Your assignment: Word for word, reproduce all of the entries shown below.
[[ Records for this task open ]]
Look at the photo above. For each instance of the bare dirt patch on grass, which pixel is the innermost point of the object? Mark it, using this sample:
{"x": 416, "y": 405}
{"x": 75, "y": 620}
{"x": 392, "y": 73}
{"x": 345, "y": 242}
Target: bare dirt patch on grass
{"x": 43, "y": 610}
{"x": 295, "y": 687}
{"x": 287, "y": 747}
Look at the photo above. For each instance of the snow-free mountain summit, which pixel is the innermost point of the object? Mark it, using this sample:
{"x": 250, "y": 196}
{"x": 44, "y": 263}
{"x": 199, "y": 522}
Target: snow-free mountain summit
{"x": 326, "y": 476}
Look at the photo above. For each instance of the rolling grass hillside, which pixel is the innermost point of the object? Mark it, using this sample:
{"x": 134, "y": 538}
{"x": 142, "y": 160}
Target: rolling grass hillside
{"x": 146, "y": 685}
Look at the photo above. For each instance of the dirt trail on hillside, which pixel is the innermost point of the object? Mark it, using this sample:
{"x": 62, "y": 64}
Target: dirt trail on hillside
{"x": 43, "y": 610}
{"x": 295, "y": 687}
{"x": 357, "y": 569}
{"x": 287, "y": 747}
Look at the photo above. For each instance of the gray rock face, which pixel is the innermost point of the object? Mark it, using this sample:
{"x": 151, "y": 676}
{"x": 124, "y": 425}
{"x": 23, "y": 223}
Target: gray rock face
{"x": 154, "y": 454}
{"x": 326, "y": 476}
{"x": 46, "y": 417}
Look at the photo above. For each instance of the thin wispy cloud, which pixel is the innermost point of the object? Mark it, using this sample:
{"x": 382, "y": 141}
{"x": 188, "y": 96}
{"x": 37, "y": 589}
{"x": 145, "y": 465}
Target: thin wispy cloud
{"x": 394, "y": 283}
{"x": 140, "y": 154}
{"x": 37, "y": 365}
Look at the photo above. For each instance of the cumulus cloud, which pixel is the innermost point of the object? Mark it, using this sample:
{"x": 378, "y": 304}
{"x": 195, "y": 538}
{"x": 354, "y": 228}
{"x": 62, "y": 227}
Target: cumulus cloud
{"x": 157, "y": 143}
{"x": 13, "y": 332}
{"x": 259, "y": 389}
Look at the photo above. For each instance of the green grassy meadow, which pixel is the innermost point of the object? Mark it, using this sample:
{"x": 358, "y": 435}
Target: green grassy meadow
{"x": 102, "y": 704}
[[ Records for this task closed ]]
Written reply:
Look at the photo above. For each instance of the bare dirt patch on grass, which pixel is the innermost point of the object? Mark it, using this sample:
{"x": 416, "y": 405}
{"x": 75, "y": 620}
{"x": 392, "y": 73}
{"x": 345, "y": 242}
Target: bare dirt patch on grass
{"x": 43, "y": 610}
{"x": 295, "y": 687}
{"x": 287, "y": 747}
Look at the photo above. For each instance of the snow-free mountain summit, which pixel is the innermost point of the object? Mark it, using this sample:
{"x": 250, "y": 196}
{"x": 44, "y": 263}
{"x": 199, "y": 522}
Target: snow-free mountain summit
{"x": 326, "y": 476}
Look at the photo above. For each instance of the rolling grass hillside, which pixel is the innermost point of the object? Mark it, using this sample:
{"x": 134, "y": 538}
{"x": 142, "y": 160}
Target: rolling grass hillside
{"x": 146, "y": 685}
Look at the photo above. For each instance of the dirt trail on hillside, which pixel is the innermost point of the object? Mark it, using this sample:
{"x": 62, "y": 64}
Target: dirt trail on hillside
{"x": 43, "y": 610}
{"x": 295, "y": 687}
{"x": 357, "y": 569}
{"x": 287, "y": 747}
Look at the photo above. For each instance of the gray rock face, which pixel is the innermost point of the object? Mark it, using this sample:
{"x": 151, "y": 676}
{"x": 124, "y": 425}
{"x": 23, "y": 223}
Target: gray rock face
{"x": 154, "y": 454}
{"x": 326, "y": 476}
{"x": 46, "y": 417}
Look at the photo above. For each instance of the thin wispy cloud, which pixel is the innermost point of the object? Mark it, using this sample:
{"x": 382, "y": 141}
{"x": 188, "y": 96}
{"x": 37, "y": 589}
{"x": 145, "y": 465}
Target: thin wispy cloud
{"x": 394, "y": 283}
{"x": 140, "y": 154}
{"x": 37, "y": 365}
Look at the photo above. For each instance of the cumulus cloud, which pixel is the innermost point of the object? Mark it, using this sample:
{"x": 378, "y": 304}
{"x": 195, "y": 538}
{"x": 354, "y": 228}
{"x": 62, "y": 227}
Target: cumulus cloud
{"x": 157, "y": 143}
{"x": 13, "y": 332}
{"x": 259, "y": 389}
Look at the photo above. For each instance of the green grassy meadow, which pixel is the innermost point of the object? Mark it, using this sample:
{"x": 358, "y": 435}
Target: green grassy meadow
{"x": 102, "y": 704}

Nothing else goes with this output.